## WHAT TO DO
Every line in the data below that has the word "siding" should be returned.

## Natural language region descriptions
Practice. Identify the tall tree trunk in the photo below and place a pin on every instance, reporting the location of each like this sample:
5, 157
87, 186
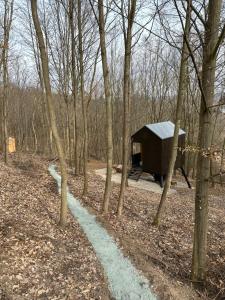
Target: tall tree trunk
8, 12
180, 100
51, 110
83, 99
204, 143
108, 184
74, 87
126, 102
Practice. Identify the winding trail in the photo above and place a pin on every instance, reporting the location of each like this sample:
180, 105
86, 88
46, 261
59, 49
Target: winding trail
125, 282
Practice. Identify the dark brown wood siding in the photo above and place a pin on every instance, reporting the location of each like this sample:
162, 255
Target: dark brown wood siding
* * *
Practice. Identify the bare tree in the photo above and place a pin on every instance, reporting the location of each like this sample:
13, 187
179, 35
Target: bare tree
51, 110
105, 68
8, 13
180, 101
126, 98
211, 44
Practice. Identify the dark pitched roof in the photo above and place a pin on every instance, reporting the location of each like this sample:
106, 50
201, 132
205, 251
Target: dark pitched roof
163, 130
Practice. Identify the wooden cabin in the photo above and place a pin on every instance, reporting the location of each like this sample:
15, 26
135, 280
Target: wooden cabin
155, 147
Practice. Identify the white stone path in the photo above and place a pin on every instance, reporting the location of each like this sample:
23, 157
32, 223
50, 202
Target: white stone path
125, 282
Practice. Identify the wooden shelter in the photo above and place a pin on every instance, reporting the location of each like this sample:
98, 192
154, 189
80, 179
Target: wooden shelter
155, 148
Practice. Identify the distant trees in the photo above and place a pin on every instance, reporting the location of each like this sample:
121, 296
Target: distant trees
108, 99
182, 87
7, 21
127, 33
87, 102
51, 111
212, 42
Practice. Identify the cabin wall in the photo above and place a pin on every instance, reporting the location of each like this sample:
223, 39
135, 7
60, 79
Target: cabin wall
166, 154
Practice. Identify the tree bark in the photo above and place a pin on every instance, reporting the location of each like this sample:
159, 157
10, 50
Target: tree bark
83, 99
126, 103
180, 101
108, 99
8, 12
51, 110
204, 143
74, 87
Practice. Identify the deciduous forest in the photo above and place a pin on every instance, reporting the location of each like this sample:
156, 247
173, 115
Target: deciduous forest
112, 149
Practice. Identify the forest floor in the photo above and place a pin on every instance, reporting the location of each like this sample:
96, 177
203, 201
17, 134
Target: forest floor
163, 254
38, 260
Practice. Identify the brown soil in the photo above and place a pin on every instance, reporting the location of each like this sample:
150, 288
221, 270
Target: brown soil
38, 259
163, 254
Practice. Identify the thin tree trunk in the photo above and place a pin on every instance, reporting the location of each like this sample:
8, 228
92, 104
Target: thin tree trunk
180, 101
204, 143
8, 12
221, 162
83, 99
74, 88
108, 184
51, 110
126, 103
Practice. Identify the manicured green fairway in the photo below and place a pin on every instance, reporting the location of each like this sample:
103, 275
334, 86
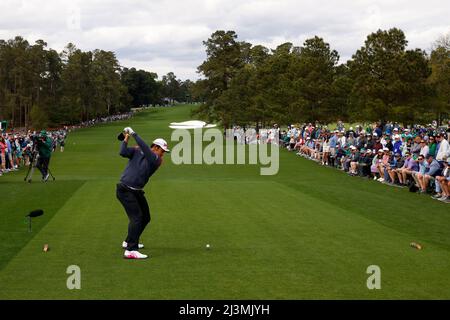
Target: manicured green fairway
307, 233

## ANSWER TO THIS TASK
Practice. Identify the dark brown wood siding in the photo above and place a pin on every instance, reporting the location of each like this sample:
Target: dark brown wood siding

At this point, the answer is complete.